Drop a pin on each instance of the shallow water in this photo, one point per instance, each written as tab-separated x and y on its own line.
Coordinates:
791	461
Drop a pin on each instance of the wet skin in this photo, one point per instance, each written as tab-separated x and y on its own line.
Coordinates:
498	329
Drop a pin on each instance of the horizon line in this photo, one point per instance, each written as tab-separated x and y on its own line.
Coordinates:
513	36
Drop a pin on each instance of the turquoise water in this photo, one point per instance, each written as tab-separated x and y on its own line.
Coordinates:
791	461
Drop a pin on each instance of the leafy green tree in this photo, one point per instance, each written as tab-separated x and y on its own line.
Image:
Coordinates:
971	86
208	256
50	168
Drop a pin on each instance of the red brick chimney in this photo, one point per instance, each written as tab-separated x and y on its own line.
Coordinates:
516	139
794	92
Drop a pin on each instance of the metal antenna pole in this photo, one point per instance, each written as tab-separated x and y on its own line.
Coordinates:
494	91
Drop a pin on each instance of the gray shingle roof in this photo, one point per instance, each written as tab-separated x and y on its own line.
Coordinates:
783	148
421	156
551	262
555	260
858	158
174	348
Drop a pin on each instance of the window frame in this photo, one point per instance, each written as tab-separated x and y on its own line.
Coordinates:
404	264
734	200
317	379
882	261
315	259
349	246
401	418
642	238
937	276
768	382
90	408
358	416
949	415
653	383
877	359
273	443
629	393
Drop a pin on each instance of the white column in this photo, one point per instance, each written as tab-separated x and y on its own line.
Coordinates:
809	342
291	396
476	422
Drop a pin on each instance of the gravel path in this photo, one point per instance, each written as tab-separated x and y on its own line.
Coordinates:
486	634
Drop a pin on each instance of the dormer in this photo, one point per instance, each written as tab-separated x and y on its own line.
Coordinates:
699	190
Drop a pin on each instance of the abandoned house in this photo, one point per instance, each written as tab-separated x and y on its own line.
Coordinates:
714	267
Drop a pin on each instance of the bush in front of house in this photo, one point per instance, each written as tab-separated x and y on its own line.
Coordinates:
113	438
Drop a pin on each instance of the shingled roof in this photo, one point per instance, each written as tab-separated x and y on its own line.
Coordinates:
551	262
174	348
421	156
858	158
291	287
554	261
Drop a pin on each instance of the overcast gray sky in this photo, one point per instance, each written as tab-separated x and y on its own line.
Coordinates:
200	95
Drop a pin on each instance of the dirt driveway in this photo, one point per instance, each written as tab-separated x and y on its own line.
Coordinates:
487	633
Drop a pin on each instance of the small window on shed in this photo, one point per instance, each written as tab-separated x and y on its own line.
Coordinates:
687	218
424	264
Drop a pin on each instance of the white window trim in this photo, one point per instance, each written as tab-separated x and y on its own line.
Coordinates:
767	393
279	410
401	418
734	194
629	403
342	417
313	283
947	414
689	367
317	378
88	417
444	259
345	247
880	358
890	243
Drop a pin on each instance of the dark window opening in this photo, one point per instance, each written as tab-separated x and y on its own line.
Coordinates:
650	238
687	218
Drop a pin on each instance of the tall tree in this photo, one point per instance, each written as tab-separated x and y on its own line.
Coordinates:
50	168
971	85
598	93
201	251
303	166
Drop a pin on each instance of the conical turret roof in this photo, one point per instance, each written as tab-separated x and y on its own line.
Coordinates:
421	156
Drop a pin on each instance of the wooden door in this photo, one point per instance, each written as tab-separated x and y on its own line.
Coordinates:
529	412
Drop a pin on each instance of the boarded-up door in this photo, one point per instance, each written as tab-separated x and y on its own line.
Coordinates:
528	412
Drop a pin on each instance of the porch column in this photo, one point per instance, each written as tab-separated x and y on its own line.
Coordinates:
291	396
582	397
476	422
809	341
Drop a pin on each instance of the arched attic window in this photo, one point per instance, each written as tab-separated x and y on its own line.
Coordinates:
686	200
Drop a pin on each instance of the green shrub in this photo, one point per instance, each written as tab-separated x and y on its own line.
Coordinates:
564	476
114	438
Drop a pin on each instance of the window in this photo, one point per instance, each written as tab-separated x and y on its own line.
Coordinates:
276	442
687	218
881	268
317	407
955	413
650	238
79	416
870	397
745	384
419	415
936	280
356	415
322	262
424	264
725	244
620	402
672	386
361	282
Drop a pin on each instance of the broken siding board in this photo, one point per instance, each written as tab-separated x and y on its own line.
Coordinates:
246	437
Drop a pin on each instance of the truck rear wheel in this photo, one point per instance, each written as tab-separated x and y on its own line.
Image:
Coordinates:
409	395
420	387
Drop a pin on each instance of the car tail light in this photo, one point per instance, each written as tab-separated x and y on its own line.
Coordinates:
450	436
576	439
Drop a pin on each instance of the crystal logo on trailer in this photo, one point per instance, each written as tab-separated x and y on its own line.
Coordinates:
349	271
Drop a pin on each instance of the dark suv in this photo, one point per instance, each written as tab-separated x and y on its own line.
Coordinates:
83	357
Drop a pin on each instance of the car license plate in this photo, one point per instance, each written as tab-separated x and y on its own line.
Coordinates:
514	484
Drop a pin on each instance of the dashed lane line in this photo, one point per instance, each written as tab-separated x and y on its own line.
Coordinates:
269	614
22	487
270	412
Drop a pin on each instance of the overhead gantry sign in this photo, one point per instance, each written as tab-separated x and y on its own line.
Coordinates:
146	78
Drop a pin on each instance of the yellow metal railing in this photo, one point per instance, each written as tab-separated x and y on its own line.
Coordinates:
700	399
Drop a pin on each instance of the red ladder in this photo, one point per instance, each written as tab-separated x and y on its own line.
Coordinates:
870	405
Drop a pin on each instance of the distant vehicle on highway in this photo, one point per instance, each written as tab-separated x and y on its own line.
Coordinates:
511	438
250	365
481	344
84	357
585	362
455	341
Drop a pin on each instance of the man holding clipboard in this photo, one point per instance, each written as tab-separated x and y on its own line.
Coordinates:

========

What you will do - Return the lines above exactly, keeping every word.

Solution for this task -
Drop a pin on each instance of the shallow water in this photo, one point per instance, each written as tab-separated x and y on its own line.
Coordinates:
791	461
Drop a pin on each instance of the wet skin in this photo, one point per instance, each written as tab-separated x and y on its own line.
Coordinates:
498	329
Drop a pin on each instance of the horizon line in this photo, one point per instance, each written as tab-separated x and y on its own line.
Coordinates:
513	36
Drop a pin on each instance of the turquoise water in this photo, one point per instance, each written as tab-separated x and y on its own line.
Coordinates:
791	461
Drop a pin on each instance of the leafy green tree in this photo, one point per instance, each written as tab-separated x and y on its own line.
Image:
Coordinates:
971	86
208	256
50	168
Drop a pin on each instance of the red brick chimney in this photo, one point per instance, each written as tab-separated x and y on its own line.
Coordinates:
516	139
794	92
Drop a pin on each instance of the metal antenna pole in this photo, one point per instance, each written as tab-separated x and y on its own line.
Coordinates:
494	91
Drop a pin on each instance of the gray shingle roof in this photo, one point per instance, each written as tab-separated x and y on its own line.
Coordinates:
783	148
421	156
551	262
555	260
858	158
174	348
Drop a pin on each instance of the window frame in this photo, one point per instance, each written as tab-separated x and y on its own line.
Coordinates:
404	264
734	200
317	379
882	261
315	259
349	246
401	418
642	238
937	276
768	382
90	408
358	416
949	415
653	383
877	359
273	443
629	393
Drop a pin on each instance of the white column in this photo, one point per instance, each written as tab-separated x and y on its own line.
Coordinates:
809	342
291	396
476	422
Drop a pin on each instance of the gravel path in this photo, one point per instance, each written as tab-separated x and y on its own line.
Coordinates:
486	634
Drop a pin on each instance of the dormer in this photo, one point per instance, each written as tab-separated x and y on its own line.
Coordinates:
699	190
Drop a pin on each instance of the abandoned house in this photo, one point per instance, each written as tab-separated x and y on its own line.
Coordinates:
714	267
Drop a pin on each instance of the bush in front of house in this photo, one point per instance, each written as tab-separated x and y on its own line.
Coordinates:
113	438
Drop a pin on each instance of the shingled roof in this photo, one point per instance, each written as tab-separated x and y on its own line.
Coordinates:
551	262
174	348
421	156
858	158
291	287
554	261
Drop a pin on each instance of the overcast gray sky in this photo, one point per instance, each written as tab-separated x and y on its own line.
Coordinates:
200	95
Drop a pin on each instance of the dirt driveway in this photo, one point per instance, each written as tab-separated x and y on its own line.
Coordinates:
487	633
Drop a pin on each instance of the small window on shed in this photo, one point per instance, each written as tab-separated x and y on its own line.
Coordinates:
687	218
424	264
Drop a pin on each instance of the white window trim in this photo, one point per instance, each written as tab-separated x and y on its own line.
Coordinates:
767	393
279	410
401	418
734	194
629	403
342	417
313	283
947	414
689	367
317	378
88	417
444	259
345	247
880	358
890	243
Drop a pin on each instance of the dark window opening in this photo, one point per instance, each written as tab-separated x and y on its own line.
Coordinates:
650	238
687	218
Drop a pin on each instance of the tall tree in this photo, one point per instance, each written as tab-separated x and y on its own line.
Coordinates:
50	168
971	85
598	93
201	251
303	166
Drop a pin on each instance of the conical turret roof in this photo, one point per instance, each written as tab-separated x and y on its own line.
Coordinates:
421	156
Drop a pin on each instance of the wooden door in this photo, one point per instance, each written as tab-separated x and y on its own line.
Coordinates:
529	412
Drop a pin on each instance of the boarded-up door in this photo, one point per instance, each written as tab-separated x and y on its own line.
Coordinates:
528	412
Drop a pin on each instance of the porch column in this photo, one point per instance, each written as tab-separated x and y on its own line.
Coordinates:
291	396
582	397
476	422
809	341
Drop a pin on each instance of the arched attic window in this photo, one point per instance, each written as tab-separated x and y on its own line.
Coordinates:
686	200
Drop a pin on each instance of the green shrub in this photo, one point per instance, each written as tab-separated x and y on its own line.
Coordinates:
564	476
114	438
Drop a pin on each instance of the window in this photo, one point per instance, each written as tab-separated x and y on its own line.
Coordinates:
276	442
687	218
881	268
317	407
955	413
650	238
79	416
870	397
745	384
419	415
936	280
356	415
322	262
424	264
725	244
620	402
672	386
361	282
Drop a pin on each instance of the broken siding board in this photo, one point per instance, each written as tab-separated x and y on its own line.
Coordinates:
246	437
Drop a pin on each instance of the truck rear wheel in this photo, one point per instance, each written as tab-separated x and y on its own line.
Image:
Coordinates:
409	395
420	387
Drop a pin on each instance of the car tail light in this photo, one point per instance, each written as tab-separated x and y on its own line.
Coordinates:
450	436
576	439
Drop a pin on each instance of the crystal logo on trailer in this photo, one point per instance, each written as tab-separated x and y on its own line.
Coordinates:
349	271
Drop a pin on each instance of the dark suv in this photo, one point per instance, each written as tab-separated x and y on its own line.
Coordinates:
83	357
Drop a pin on each instance of the car license plate in this photo, one point per instance, each written as tab-separated x and y on its own line.
Coordinates:
514	484
Drop a pin on each instance of the dashed lane line in this photo, one point per instance, each written as tab-separated x and y on its own line.
Coordinates:
269	614
22	487
270	412
Drop a pin on each instance of the overhead gantry sign in this photo, one point per instance, each written as tab-separated x and y on its own line.
Coordinates:
146	78
Drop a pin on each instance of the yellow metal railing in this photo, one point per instance, each written as tab-separated x and y on its own line.
Coordinates:
700	399
Drop a pin on each instance of the red ladder in this photo, one point per instance, each written as tab-separated x and y on its own line.
Coordinates:
870	405
Drop a pin on each instance of the distant vehicle on highway in this photo, one point per instance, each written as tab-separated x and y on its own line.
Coordinates:
511	438
250	365
481	344
84	357
585	362
455	341
Drop a pin on each instance of the man holding clipboard in this photo, one point per instance, each written as tab-separated x and y on its own line.
Coordinates:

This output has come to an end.